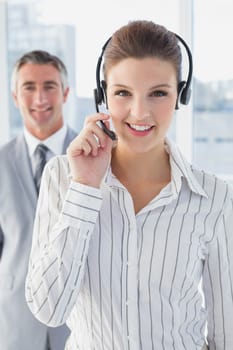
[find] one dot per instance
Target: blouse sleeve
(65, 218)
(218, 280)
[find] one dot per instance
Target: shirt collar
(54, 142)
(180, 169)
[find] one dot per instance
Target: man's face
(40, 96)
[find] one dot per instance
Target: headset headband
(184, 89)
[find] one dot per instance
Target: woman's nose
(140, 108)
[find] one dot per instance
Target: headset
(184, 86)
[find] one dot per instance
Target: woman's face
(141, 97)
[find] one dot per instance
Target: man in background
(39, 89)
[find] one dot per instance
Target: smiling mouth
(140, 127)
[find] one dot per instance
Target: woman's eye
(159, 93)
(122, 93)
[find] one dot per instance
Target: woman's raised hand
(89, 154)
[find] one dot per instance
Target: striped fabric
(122, 281)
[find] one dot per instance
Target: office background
(76, 32)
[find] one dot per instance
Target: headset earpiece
(184, 91)
(184, 94)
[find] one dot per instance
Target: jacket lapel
(23, 171)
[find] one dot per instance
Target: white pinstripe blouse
(131, 282)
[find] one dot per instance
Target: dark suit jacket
(19, 329)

- **Aufgabenstellung**: Benennen Sie in den obigen Zeilen „headset“ durchgehend in „headphones“ um und geben Sie alle Zeilen sonst unverändert erneut aus. Lassen Sie die Bilder dabei weg.

- **Ergebnis**:
[find] one dot per instance
Target: blouse sleeve
(65, 218)
(218, 280)
[find] one dot per instance
Target: shirt collar
(54, 142)
(180, 169)
[find] one dot per instance
Target: man's face
(40, 96)
[find] one dot per instance
Target: headphones headband
(184, 89)
[find] one dot per instance
Target: woman's nose
(140, 108)
[find] one dot per instance
Target: headphones
(184, 86)
[find] one dot per instance
Target: woman's face
(141, 97)
[find] one dot per instance
Target: man in background
(39, 89)
[find] one dot per instance
Target: smiling mouth
(140, 127)
[find] one dot per instance
Target: woman's eye
(159, 93)
(122, 93)
[find] one dot per instance
Target: woman's raised hand
(89, 154)
[find] one dot per instance
Target: striped fabric
(122, 281)
[find] one dot per instance
Target: office background
(76, 32)
[find] one dot per instance
Target: headphones earpiece
(184, 91)
(184, 94)
[find] one dot per instance
Target: jacket lapel
(23, 171)
[find] one dot per instance
Target: white pinstripe blouse
(131, 282)
[find] one dot per instance
Target: dark suit jacket
(19, 329)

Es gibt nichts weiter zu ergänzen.